In drei Reaktoren im Atomkraftwerk Fukushima-Daichii ist es nach dem Erdbeben am 11. März zu Kernschmelzen gekommen. Das räumte die Betrieberfima Tepco jetzt ein.

Da war man noch weit weg und wusste gar nichts: Explosion am 14.3. in Fukushima, beobachtet im Fernsehen. Bild: dpa

TOKIO dpa/afp | Im japanischen Katastrophen-Kernkraftwerk Fukushima ist es höchstwahrscheinlich schon vor Wochen in zwei weiteren Reaktorblöcken zur teilweisen Kernschmelze gekommen.

In Reaktor 1 auch in den Reaktoren 2 und 3 sei das "sehr wahrscheinlich", sagte ein Tepco-Sprecher am Dienstag bei der Veröffentlichung neuer Messwerte. Sie würden aber gekühlt und seien "stabil", ergänzte der Unternehmenssprecher.

Damit hätte es dann in drei der insgesamt sechs Reaktorblöcke des AKW Fukushima Daiichi eine Kernschmelze gegeben. Das Kraftwerk war am 11. März durch ein schweres Beben und einen anschließenden Tsunami stark beschädigt worden. Das Kühlsystem fiel aus. Seither tritt Radioaktivität aus.

* _Bereitgestellte Datensätze_:
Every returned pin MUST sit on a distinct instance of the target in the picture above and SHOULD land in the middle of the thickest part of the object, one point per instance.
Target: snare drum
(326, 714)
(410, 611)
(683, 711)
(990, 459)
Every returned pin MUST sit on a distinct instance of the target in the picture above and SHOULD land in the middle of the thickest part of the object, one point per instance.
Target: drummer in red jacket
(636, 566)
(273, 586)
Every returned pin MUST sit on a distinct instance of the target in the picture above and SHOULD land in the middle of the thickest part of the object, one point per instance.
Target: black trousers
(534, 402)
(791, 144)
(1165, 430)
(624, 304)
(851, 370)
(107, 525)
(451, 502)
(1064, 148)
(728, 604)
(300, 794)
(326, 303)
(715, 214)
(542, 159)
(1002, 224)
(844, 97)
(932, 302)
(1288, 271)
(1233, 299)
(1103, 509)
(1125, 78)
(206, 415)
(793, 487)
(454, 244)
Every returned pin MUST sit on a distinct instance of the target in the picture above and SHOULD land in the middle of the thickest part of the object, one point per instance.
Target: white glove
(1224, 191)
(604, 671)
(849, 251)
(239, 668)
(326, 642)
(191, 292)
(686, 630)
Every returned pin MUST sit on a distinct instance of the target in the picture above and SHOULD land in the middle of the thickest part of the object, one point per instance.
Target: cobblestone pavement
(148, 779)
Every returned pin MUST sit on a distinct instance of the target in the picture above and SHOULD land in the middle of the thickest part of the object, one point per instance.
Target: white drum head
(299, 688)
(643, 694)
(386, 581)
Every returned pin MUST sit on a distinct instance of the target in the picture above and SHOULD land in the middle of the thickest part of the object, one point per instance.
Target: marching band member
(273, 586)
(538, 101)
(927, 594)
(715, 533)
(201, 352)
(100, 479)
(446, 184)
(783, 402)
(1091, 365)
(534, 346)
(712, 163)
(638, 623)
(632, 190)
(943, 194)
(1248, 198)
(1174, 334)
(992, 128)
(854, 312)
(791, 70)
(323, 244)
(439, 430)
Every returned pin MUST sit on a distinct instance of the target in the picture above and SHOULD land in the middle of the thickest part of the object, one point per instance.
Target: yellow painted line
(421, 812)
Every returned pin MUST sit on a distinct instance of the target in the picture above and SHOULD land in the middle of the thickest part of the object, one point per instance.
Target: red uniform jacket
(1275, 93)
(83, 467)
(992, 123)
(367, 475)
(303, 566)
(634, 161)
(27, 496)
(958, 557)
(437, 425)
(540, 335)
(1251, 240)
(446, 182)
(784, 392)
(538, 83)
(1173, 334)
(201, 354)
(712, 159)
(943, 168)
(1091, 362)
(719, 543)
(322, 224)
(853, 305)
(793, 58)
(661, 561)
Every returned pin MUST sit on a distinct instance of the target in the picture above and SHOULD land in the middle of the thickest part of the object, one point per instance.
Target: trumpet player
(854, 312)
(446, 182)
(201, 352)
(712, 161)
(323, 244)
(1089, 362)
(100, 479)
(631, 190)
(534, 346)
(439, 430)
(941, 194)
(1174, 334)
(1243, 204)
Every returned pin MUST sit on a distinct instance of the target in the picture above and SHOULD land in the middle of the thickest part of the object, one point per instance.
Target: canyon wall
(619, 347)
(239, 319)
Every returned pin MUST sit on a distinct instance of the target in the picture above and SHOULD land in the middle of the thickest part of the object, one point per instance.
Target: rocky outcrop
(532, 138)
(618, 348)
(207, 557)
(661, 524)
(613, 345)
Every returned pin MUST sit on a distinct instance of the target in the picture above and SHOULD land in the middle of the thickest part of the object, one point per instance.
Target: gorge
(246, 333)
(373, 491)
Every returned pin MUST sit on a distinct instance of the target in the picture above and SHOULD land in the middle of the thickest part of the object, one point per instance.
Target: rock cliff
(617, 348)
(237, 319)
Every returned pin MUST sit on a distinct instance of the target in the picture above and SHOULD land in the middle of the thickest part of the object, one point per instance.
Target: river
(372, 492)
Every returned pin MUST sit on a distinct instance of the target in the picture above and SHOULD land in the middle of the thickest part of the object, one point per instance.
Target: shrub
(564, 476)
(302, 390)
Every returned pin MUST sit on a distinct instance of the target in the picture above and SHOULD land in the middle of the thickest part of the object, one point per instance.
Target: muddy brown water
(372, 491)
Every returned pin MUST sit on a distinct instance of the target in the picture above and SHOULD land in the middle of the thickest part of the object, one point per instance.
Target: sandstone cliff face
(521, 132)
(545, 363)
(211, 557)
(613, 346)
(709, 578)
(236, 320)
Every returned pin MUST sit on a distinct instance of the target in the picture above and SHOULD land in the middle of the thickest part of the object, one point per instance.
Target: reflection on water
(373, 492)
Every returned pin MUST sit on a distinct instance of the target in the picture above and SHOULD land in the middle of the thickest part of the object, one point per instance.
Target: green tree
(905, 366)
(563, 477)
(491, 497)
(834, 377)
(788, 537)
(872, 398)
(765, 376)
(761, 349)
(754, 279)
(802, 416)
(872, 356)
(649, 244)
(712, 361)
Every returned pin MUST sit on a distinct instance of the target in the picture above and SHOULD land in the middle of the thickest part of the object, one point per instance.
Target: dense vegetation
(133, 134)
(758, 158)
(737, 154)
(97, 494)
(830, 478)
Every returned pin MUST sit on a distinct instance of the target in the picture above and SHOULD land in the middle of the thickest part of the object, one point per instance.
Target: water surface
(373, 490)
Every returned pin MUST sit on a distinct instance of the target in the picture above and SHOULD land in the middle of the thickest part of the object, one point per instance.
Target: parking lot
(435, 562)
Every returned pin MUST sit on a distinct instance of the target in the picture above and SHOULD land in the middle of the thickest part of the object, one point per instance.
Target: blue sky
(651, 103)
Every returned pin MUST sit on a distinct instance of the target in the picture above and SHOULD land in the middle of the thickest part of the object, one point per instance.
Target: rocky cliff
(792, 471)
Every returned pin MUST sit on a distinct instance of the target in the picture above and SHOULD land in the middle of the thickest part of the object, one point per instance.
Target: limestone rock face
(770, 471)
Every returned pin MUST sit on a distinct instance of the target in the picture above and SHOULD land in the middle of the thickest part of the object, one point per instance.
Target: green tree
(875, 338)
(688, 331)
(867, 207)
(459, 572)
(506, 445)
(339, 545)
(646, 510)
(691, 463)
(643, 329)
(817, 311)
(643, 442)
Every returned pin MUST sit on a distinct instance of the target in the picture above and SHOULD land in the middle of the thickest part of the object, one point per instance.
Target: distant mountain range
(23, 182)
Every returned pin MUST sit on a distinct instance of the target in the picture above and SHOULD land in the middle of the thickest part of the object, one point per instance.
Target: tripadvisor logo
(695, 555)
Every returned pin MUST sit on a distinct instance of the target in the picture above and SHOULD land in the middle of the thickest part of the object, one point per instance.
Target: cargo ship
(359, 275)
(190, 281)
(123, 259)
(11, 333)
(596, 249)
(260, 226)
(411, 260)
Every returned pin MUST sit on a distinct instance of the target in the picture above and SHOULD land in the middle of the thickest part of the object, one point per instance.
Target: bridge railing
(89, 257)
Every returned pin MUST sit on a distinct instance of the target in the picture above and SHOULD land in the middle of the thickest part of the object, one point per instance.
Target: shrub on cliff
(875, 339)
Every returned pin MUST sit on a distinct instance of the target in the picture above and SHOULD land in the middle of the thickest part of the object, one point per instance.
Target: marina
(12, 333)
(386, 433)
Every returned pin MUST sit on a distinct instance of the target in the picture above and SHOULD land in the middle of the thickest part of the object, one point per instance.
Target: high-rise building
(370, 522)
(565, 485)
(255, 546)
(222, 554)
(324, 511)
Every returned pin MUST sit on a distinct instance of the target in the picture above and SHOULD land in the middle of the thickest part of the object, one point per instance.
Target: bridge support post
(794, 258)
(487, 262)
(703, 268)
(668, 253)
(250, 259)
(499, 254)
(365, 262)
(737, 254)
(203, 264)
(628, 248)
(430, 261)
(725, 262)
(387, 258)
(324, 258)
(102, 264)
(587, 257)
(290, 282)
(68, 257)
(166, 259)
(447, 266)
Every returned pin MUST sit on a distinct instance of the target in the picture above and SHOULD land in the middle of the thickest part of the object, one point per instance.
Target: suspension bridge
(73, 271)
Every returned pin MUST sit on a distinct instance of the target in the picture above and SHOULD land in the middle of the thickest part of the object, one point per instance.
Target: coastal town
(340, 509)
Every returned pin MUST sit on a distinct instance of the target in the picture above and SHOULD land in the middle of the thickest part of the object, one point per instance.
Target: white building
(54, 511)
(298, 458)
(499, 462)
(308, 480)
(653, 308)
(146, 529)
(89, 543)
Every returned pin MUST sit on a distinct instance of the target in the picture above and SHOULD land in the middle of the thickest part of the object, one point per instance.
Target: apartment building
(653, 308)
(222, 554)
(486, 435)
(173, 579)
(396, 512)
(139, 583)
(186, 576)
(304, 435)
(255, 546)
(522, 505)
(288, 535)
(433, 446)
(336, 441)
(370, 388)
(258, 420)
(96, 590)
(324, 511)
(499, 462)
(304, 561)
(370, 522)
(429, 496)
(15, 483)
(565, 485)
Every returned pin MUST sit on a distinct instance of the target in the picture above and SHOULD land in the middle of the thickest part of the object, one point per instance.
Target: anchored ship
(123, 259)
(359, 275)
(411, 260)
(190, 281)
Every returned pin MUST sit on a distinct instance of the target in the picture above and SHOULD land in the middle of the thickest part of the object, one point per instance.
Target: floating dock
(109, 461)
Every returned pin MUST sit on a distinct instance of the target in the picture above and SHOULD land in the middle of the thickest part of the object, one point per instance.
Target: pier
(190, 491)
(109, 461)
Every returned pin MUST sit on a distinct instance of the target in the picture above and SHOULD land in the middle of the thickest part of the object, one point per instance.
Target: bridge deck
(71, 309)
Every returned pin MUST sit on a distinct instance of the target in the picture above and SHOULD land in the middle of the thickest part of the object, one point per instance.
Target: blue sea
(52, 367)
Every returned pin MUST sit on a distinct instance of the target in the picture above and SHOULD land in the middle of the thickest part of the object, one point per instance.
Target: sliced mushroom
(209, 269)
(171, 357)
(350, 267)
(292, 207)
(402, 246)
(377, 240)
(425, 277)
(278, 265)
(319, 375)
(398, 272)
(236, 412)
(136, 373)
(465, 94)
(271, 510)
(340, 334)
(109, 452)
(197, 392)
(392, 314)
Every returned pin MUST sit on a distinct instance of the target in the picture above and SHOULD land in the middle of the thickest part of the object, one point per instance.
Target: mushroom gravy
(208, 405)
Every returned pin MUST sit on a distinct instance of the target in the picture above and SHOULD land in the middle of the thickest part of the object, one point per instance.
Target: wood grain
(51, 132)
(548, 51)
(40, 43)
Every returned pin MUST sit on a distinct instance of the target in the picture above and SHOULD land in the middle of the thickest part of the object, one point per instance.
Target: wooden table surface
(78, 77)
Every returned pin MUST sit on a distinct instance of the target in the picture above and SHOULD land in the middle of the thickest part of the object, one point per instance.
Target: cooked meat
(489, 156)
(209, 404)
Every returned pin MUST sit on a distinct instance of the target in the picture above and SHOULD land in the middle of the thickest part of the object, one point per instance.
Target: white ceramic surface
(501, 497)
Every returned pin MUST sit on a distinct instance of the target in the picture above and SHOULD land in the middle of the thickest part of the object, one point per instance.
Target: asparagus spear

* _Aufgaben_:
(a) Nenne alle Unternehmen und Nachrichtenagenturen, die im Text über Fukushima vorkommen.
(b) Liste jede Zeile der Datensätze auf, in der die Zeichenfolge „ship“ vorkommt. Groß- und Kleinschreibung sind dabei zu beachten.

* _Antworten_:
(a) Tepco, dpa, afp

(b)
Target: cargo ship
Target: anchored ship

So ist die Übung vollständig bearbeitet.